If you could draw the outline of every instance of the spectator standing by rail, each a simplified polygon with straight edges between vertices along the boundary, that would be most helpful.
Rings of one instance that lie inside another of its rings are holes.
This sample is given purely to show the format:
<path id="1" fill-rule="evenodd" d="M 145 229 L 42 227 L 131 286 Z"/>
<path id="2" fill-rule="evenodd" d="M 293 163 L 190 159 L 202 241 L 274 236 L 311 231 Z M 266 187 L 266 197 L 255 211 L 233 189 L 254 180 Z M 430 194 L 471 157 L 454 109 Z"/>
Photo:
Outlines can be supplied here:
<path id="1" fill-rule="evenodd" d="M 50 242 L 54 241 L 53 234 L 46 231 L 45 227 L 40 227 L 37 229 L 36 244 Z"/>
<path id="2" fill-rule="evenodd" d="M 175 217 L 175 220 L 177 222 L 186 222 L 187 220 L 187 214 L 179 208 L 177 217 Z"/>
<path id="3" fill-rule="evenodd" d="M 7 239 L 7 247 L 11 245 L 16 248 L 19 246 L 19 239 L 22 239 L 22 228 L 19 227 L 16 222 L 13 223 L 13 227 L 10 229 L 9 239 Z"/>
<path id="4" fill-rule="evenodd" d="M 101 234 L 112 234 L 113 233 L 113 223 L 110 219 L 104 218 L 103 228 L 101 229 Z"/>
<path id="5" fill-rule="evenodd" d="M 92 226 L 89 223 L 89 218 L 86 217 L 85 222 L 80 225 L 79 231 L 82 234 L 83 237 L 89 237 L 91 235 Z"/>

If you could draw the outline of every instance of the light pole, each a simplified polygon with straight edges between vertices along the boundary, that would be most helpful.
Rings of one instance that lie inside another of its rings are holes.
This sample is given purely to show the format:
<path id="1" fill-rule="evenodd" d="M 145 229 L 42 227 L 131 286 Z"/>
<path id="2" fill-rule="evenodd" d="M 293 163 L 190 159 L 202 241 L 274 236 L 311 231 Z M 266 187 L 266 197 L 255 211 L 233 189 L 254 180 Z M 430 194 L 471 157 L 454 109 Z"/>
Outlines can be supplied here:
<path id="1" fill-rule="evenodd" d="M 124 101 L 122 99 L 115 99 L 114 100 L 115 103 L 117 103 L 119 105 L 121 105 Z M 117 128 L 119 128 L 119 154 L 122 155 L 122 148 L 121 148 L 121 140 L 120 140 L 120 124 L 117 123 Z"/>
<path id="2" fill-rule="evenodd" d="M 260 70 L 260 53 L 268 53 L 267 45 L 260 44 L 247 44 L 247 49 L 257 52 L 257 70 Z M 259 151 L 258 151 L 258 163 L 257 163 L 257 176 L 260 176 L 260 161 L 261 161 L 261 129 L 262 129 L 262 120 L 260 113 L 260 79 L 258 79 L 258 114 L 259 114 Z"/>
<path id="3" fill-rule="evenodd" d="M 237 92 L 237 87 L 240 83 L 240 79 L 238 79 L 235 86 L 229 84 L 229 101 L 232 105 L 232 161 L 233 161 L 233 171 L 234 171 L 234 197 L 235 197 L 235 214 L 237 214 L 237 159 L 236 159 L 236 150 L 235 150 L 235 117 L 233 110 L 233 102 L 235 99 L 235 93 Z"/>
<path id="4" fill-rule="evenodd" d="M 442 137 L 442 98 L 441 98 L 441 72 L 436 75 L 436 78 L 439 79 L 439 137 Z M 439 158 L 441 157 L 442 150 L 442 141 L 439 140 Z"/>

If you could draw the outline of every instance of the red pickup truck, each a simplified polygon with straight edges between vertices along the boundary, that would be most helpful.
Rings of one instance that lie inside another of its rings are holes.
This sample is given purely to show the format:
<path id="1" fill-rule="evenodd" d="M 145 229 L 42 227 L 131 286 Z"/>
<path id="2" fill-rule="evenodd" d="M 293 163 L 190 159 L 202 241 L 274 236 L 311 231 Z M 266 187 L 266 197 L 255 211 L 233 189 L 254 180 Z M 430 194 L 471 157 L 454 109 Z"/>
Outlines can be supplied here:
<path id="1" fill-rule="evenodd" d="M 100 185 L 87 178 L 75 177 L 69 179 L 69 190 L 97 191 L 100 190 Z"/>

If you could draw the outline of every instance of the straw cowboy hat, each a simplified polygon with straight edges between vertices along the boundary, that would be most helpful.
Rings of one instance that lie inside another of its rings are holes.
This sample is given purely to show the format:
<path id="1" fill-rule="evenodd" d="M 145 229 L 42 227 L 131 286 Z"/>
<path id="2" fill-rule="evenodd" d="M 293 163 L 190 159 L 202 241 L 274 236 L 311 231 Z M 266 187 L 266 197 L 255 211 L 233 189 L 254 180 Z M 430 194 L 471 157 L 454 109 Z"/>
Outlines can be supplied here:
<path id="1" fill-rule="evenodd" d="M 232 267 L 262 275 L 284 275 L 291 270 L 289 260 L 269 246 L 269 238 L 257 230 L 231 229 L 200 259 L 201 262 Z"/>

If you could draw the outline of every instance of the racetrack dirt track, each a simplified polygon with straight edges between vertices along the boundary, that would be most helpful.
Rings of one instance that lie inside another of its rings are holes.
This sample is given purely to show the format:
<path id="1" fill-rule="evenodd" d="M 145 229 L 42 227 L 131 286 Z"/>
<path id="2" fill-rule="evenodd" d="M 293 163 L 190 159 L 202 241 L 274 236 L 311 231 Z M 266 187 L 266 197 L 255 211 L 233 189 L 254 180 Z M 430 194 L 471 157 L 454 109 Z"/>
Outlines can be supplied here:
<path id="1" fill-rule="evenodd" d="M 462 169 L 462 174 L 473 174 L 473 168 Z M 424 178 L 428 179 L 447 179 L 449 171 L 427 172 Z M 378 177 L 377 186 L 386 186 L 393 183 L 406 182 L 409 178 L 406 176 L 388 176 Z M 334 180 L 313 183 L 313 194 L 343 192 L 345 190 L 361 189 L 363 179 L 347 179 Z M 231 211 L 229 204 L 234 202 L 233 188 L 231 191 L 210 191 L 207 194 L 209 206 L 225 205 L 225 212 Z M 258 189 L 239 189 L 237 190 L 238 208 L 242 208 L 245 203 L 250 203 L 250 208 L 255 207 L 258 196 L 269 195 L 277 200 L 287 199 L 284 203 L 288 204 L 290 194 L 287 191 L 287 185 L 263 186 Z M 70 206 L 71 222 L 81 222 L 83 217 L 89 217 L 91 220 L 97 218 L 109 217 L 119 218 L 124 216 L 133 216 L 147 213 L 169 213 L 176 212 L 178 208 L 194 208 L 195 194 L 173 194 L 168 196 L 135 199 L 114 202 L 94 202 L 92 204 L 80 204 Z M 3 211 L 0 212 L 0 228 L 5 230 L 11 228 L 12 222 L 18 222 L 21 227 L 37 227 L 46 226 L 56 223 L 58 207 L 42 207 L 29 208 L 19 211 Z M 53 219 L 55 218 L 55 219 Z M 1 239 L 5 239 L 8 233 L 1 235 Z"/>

•••••

● **WHAT YOU SHOULD DO**
Print all of the records above again, reproducing each line character for character.

● **EXERCISE ANSWER**
If you could draw the outline of every instance of the spectator standing by rail, each a simplified polygon with straight edges between vertices along the boundary, that would be most helpful.
Rings of one instance that lie inside another of its rings are holes.
This sample is given purely to show the format:
<path id="1" fill-rule="evenodd" d="M 145 229 L 42 227 L 131 286 Z"/>
<path id="2" fill-rule="evenodd" d="M 293 163 L 190 159 L 202 241 L 274 236 L 311 231 Z M 266 187 L 266 197 L 255 211 L 233 189 L 254 180 Z M 430 194 L 471 157 L 454 109 Z"/>
Photo:
Outlines can be supplied here:
<path id="1" fill-rule="evenodd" d="M 50 242 L 54 241 L 53 234 L 46 231 L 45 227 L 40 227 L 37 229 L 36 244 Z"/>
<path id="2" fill-rule="evenodd" d="M 175 217 L 175 220 L 177 222 L 186 222 L 187 220 L 187 214 L 179 208 L 177 217 Z"/>
<path id="3" fill-rule="evenodd" d="M 7 239 L 7 247 L 11 245 L 16 248 L 19 246 L 19 239 L 22 239 L 22 228 L 19 227 L 16 222 L 13 223 L 13 227 L 10 229 L 9 239 Z"/>
<path id="4" fill-rule="evenodd" d="M 101 234 L 112 234 L 113 233 L 113 223 L 110 219 L 104 218 L 103 228 L 101 229 Z"/>
<path id="5" fill-rule="evenodd" d="M 92 226 L 89 223 L 89 218 L 86 217 L 85 222 L 80 225 L 79 231 L 82 234 L 83 237 L 89 237 L 91 235 Z"/>

If you could draw the outline of every instance of the light pole, each a simplified polygon with straight edges between vertices along the boundary, that would be most helpful.
Rings of one instance that lie inside another of its rings are holes.
This sample is given purely to show the format:
<path id="1" fill-rule="evenodd" d="M 145 229 L 42 227 L 131 286 Z"/>
<path id="2" fill-rule="evenodd" d="M 293 163 L 190 159 L 202 241 L 274 236 L 311 231 Z M 266 187 L 266 197 L 255 211 L 233 189 L 254 180 Z M 430 194 L 471 157 L 454 109 Z"/>
Outlines can be supplied here:
<path id="1" fill-rule="evenodd" d="M 124 101 L 122 99 L 115 99 L 114 100 L 115 103 L 117 103 L 119 105 L 121 105 Z M 117 128 L 119 128 L 119 154 L 122 155 L 122 148 L 121 148 L 121 140 L 120 140 L 120 124 L 117 123 Z"/>
<path id="2" fill-rule="evenodd" d="M 260 70 L 260 53 L 268 53 L 267 45 L 260 44 L 247 44 L 247 49 L 257 52 L 257 70 Z M 259 151 L 258 151 L 258 163 L 257 163 L 257 176 L 260 176 L 260 161 L 261 161 L 261 129 L 262 129 L 262 120 L 260 113 L 260 79 L 258 79 L 258 114 L 259 114 Z"/>
<path id="3" fill-rule="evenodd" d="M 237 92 L 237 87 L 240 83 L 240 79 L 238 79 L 235 86 L 229 84 L 229 101 L 232 105 L 232 161 L 233 161 L 233 171 L 234 171 L 234 197 L 235 197 L 235 214 L 237 214 L 237 159 L 236 159 L 236 150 L 235 150 L 235 117 L 233 110 L 233 102 L 235 99 L 235 93 Z"/>
<path id="4" fill-rule="evenodd" d="M 442 137 L 442 98 L 441 98 L 441 72 L 436 75 L 436 78 L 439 79 L 439 137 Z M 439 158 L 441 157 L 442 150 L 442 141 L 439 140 Z"/>

If you could draw the outline of every instance of the red pickup truck, each a simplified polygon with straight edges between vertices along the boundary, that would be most helpful.
Rings of one instance that lie inside another of its rings are holes.
This sample is given purely to show the format:
<path id="1" fill-rule="evenodd" d="M 145 229 L 42 227 L 131 286 Z"/>
<path id="2" fill-rule="evenodd" d="M 293 163 L 190 159 L 202 241 L 274 236 L 311 231 Z M 266 187 L 266 197 L 255 211 L 233 189 L 254 180 Z M 430 194 L 471 157 L 454 109 Z"/>
Outlines can be supplied here:
<path id="1" fill-rule="evenodd" d="M 100 185 L 87 178 L 75 177 L 69 179 L 69 190 L 97 191 L 100 190 Z"/>

If you could draw the outline of every instance of the straw cowboy hat, each a simplified polygon with straight edges between vertices along the boundary, that would be most helpful.
Rings of one instance that lie inside another of its rings are holes.
This sample is given purely to show the format:
<path id="1" fill-rule="evenodd" d="M 145 229 L 42 227 L 131 286 Z"/>
<path id="2" fill-rule="evenodd" d="M 293 163 L 190 159 L 202 241 L 274 236 L 311 231 Z M 266 187 L 266 197 L 255 211 L 233 189 L 254 180 Z M 430 194 L 471 157 L 454 109 Z"/>
Outlines can be supplied here:
<path id="1" fill-rule="evenodd" d="M 232 267 L 262 275 L 284 275 L 291 270 L 289 260 L 269 246 L 269 238 L 257 230 L 231 229 L 200 259 L 201 262 Z"/>

If you could draw the outline of every instance of the racetrack dirt track, each a simplified polygon with straight edges between vertices along the boundary, that would be most helpful.
Rings of one instance that lie inside another of its rings are holes.
This sample is given purely to show the format:
<path id="1" fill-rule="evenodd" d="M 145 229 L 42 227 L 131 286 Z"/>
<path id="2" fill-rule="evenodd" d="M 293 163 L 190 159 L 202 241 L 274 236 L 311 231 Z M 266 187 L 266 197 L 255 211 L 233 189 L 254 180 Z M 430 194 L 471 157 L 454 109 Z"/>
Outlines can be supplied here:
<path id="1" fill-rule="evenodd" d="M 462 169 L 462 174 L 473 174 L 473 168 Z M 424 178 L 428 179 L 447 179 L 449 171 L 427 172 Z M 378 177 L 377 186 L 386 186 L 393 183 L 406 182 L 409 178 L 406 176 L 388 176 Z M 334 180 L 313 183 L 313 194 L 343 192 L 345 190 L 361 189 L 363 179 L 347 179 Z M 231 211 L 229 204 L 234 202 L 233 188 L 231 191 L 210 191 L 207 194 L 209 206 L 225 205 L 225 212 Z M 258 189 L 239 189 L 237 190 L 238 208 L 242 208 L 245 203 L 250 203 L 250 208 L 255 207 L 258 196 L 269 195 L 277 200 L 287 199 L 284 203 L 288 204 L 290 194 L 287 191 L 287 185 L 263 186 Z M 70 206 L 71 222 L 81 222 L 83 217 L 89 217 L 91 220 L 97 218 L 109 217 L 119 218 L 124 216 L 133 216 L 147 213 L 169 213 L 176 212 L 178 208 L 194 208 L 195 194 L 173 194 L 168 196 L 135 199 L 114 202 L 94 202 L 92 204 L 80 204 Z M 3 211 L 0 212 L 0 228 L 5 230 L 11 228 L 12 222 L 18 222 L 21 227 L 37 227 L 46 226 L 56 223 L 58 207 L 42 207 L 29 208 L 19 211 Z M 53 219 L 55 218 L 55 219 Z M 1 239 L 5 239 L 8 233 L 1 235 Z"/>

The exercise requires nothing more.